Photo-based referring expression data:

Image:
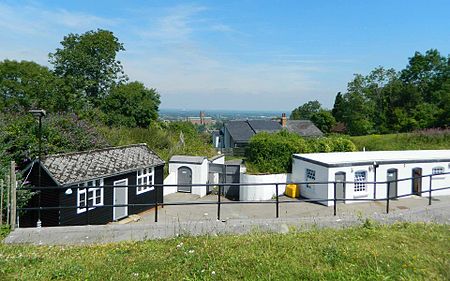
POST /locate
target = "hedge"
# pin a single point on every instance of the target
(272, 153)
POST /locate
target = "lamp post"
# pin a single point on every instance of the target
(39, 113)
(375, 166)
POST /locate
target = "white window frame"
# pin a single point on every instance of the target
(90, 192)
(143, 178)
(310, 176)
(360, 183)
(438, 175)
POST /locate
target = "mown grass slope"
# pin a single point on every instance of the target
(398, 252)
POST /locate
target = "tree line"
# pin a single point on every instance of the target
(86, 78)
(389, 101)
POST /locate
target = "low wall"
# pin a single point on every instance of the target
(170, 179)
(262, 192)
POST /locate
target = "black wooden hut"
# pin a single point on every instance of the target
(84, 182)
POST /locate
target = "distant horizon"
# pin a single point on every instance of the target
(239, 55)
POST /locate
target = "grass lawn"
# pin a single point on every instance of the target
(397, 252)
(406, 141)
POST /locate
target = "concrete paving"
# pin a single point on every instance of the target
(237, 219)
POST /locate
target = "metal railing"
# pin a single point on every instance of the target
(159, 191)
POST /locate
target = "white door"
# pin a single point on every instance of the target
(120, 198)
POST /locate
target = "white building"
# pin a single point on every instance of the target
(188, 171)
(358, 168)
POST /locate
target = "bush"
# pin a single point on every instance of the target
(272, 153)
(60, 133)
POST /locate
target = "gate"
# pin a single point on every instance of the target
(228, 174)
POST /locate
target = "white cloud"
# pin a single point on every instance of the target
(166, 52)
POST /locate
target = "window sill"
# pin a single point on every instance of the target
(145, 191)
(360, 195)
(83, 209)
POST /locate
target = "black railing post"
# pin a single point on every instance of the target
(388, 197)
(156, 203)
(334, 199)
(429, 190)
(218, 202)
(277, 202)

The task: The expected answer is every line above in which the word "black" appears.

Exercise response:
target = "black wooden hut"
target = "black railing post"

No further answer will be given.